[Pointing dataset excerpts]
════════════════════
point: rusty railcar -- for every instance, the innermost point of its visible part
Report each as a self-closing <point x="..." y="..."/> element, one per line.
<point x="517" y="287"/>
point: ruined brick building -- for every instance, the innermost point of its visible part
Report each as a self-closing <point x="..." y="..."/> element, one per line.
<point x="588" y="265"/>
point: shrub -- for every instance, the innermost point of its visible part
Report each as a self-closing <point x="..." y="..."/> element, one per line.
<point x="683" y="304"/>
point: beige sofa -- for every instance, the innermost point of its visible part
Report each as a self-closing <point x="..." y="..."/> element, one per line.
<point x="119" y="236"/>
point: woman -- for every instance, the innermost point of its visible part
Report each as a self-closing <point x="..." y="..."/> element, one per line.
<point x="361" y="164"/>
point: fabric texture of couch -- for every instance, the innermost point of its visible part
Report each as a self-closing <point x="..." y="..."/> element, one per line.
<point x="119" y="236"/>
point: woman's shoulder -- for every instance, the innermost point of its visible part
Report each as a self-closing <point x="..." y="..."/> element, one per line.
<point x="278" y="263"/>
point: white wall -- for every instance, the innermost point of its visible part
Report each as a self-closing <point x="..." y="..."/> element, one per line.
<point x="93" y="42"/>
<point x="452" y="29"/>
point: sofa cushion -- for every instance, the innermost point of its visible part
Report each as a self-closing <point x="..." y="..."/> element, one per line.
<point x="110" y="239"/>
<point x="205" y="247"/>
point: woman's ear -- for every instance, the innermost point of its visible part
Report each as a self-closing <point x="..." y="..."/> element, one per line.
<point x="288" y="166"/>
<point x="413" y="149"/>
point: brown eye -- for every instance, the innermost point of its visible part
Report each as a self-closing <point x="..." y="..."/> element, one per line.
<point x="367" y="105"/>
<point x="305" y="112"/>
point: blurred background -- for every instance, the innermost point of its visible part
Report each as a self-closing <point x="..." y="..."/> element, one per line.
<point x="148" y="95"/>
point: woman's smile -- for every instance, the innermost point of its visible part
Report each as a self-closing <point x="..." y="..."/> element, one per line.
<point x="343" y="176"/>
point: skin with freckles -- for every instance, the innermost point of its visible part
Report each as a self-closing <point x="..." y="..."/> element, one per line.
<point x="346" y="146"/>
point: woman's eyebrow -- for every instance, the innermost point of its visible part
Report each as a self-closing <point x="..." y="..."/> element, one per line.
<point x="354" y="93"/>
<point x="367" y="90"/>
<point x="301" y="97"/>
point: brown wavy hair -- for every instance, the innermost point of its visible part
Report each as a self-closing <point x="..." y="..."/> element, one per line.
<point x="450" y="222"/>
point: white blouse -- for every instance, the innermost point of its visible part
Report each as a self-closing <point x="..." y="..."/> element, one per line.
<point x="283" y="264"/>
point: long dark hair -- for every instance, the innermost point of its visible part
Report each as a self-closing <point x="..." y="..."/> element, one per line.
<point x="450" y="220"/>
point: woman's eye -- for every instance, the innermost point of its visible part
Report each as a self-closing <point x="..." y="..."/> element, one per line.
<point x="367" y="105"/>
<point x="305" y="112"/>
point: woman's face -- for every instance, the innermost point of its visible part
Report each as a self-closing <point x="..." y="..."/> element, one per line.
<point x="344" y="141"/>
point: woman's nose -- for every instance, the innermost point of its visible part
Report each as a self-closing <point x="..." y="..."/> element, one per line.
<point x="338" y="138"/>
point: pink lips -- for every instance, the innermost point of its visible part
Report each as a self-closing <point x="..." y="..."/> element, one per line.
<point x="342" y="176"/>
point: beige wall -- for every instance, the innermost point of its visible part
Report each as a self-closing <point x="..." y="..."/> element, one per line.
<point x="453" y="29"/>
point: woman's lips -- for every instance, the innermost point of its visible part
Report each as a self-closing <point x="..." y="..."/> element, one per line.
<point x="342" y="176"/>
════════════════════
Copy exactly the lines above, from the one containing "point: pink lips" through the very last line.

#### [Task answer]
point: pink lips -- for every instance, the innermost point of its visible part
Report each as a self-closing <point x="..." y="..."/> element, one per line.
<point x="342" y="176"/>
point: beige wall -- for every instance, the innermost point of its visible part
Report each as a self-closing <point x="..." y="..."/> element, one per line.
<point x="453" y="29"/>
point: woman's lips -- for every instance, the innermost point of its visible part
Report each as a self-closing <point x="..." y="..."/> element, one per line.
<point x="342" y="176"/>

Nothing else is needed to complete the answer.